**TASK DIRECTIONS:** Copy the entries from the line with "Target: pale pink heart balloon" through the end of the entries, swapping "magenta" for "fuchsia" and leaving everything else unchanged. Omit the pictures from your copy.

**SOURCE RECORDS:**
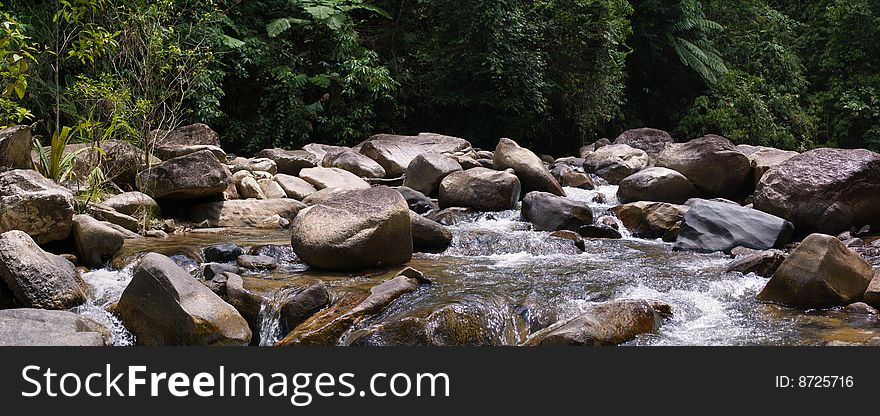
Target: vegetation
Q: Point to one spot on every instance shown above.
(553, 74)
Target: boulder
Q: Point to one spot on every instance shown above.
(481, 189)
(37, 278)
(656, 184)
(712, 163)
(95, 242)
(528, 167)
(395, 153)
(548, 212)
(42, 328)
(711, 226)
(428, 235)
(609, 323)
(821, 272)
(353, 162)
(650, 219)
(651, 141)
(327, 326)
(15, 147)
(192, 176)
(244, 213)
(164, 305)
(359, 229)
(35, 205)
(322, 178)
(615, 162)
(427, 170)
(824, 190)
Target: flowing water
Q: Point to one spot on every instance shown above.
(516, 281)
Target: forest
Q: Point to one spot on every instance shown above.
(552, 74)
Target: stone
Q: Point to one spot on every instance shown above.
(359, 229)
(711, 226)
(192, 176)
(481, 189)
(824, 190)
(427, 170)
(95, 242)
(164, 305)
(322, 178)
(294, 187)
(35, 205)
(712, 163)
(326, 327)
(528, 167)
(42, 328)
(650, 219)
(658, 185)
(38, 279)
(821, 272)
(609, 323)
(243, 213)
(429, 236)
(548, 212)
(615, 162)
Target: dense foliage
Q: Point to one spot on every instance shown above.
(553, 74)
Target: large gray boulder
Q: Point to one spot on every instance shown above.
(711, 226)
(712, 163)
(35, 205)
(615, 162)
(481, 189)
(427, 170)
(37, 278)
(824, 190)
(821, 272)
(164, 305)
(42, 328)
(528, 167)
(656, 184)
(548, 212)
(195, 175)
(359, 229)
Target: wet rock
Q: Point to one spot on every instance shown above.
(548, 212)
(322, 178)
(824, 190)
(42, 328)
(821, 272)
(37, 278)
(164, 305)
(616, 162)
(528, 167)
(353, 162)
(481, 189)
(711, 226)
(650, 219)
(658, 185)
(762, 263)
(192, 176)
(651, 141)
(290, 162)
(15, 147)
(429, 236)
(609, 323)
(355, 230)
(294, 187)
(95, 242)
(327, 326)
(35, 205)
(395, 153)
(426, 171)
(244, 213)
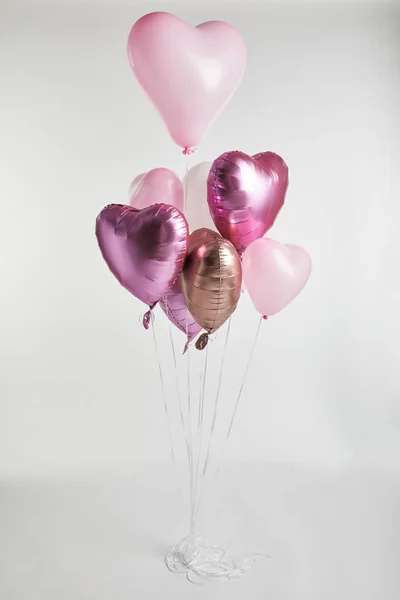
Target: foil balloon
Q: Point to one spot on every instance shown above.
(189, 73)
(274, 274)
(211, 280)
(245, 195)
(197, 212)
(160, 186)
(174, 306)
(144, 249)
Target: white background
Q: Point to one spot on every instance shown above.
(86, 509)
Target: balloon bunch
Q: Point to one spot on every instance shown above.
(190, 74)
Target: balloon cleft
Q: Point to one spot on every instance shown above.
(147, 319)
(202, 341)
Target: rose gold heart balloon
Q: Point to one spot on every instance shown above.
(211, 280)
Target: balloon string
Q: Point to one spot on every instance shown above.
(186, 183)
(200, 429)
(177, 382)
(240, 392)
(167, 415)
(214, 418)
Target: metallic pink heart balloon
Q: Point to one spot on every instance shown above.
(144, 249)
(245, 194)
(274, 274)
(174, 306)
(158, 185)
(189, 73)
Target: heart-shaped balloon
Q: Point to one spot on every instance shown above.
(144, 249)
(211, 279)
(174, 306)
(158, 185)
(245, 194)
(274, 274)
(190, 73)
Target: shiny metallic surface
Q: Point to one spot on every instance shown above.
(245, 194)
(144, 249)
(174, 306)
(211, 278)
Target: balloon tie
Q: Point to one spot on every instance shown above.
(202, 341)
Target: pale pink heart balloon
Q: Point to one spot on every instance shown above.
(274, 274)
(190, 73)
(158, 186)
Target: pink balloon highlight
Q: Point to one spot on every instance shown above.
(158, 186)
(144, 249)
(245, 195)
(274, 274)
(189, 73)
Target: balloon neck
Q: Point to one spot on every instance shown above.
(147, 319)
(188, 151)
(202, 341)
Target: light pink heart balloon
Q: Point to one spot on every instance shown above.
(245, 195)
(190, 73)
(158, 186)
(274, 274)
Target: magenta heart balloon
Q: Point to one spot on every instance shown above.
(245, 194)
(158, 185)
(190, 73)
(174, 306)
(274, 274)
(144, 249)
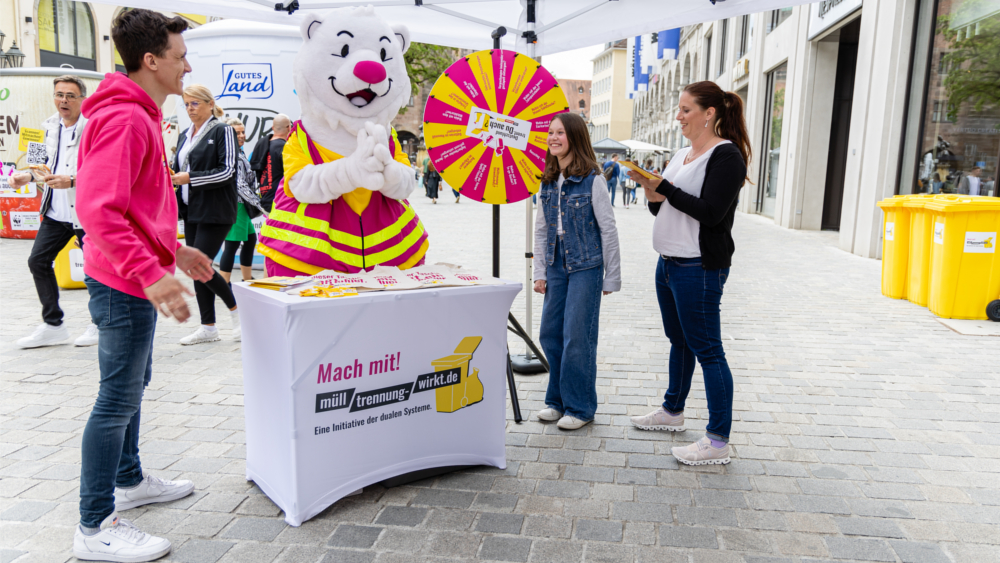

**WRITTEN SOLUTION:**
Target: pale pink heart balloon
Q: Point to one spot on every instance shown above.
(274, 274)
(190, 73)
(158, 186)
Target: pink balloon highlight
Q: Point to one spot on every instance shown above.
(158, 186)
(144, 249)
(245, 195)
(274, 274)
(189, 73)
Target: balloon neck
Q: Point to one spot on every instance shown above.
(147, 319)
(188, 151)
(202, 341)
Target: light pink heart balloon
Q: Point to one spot on every instance shown above.
(245, 195)
(190, 73)
(158, 186)
(274, 274)
Target: fuchsia heart balloon
Q: Point to one spot on every instance shown above.
(245, 194)
(158, 185)
(190, 73)
(174, 306)
(274, 274)
(144, 249)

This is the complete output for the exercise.